## [Requirement]
Reproduce the following lines verbatim, omitting any pictures from your reply.

****************

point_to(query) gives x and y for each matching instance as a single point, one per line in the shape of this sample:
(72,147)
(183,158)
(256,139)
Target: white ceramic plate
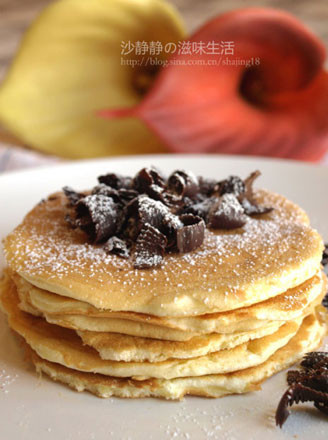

****************

## [Solution to this task]
point_to(query) gives x and y for each matching instance as a single point, one per line in the shape of this sample:
(72,147)
(183,158)
(256,139)
Target: white ceramic plate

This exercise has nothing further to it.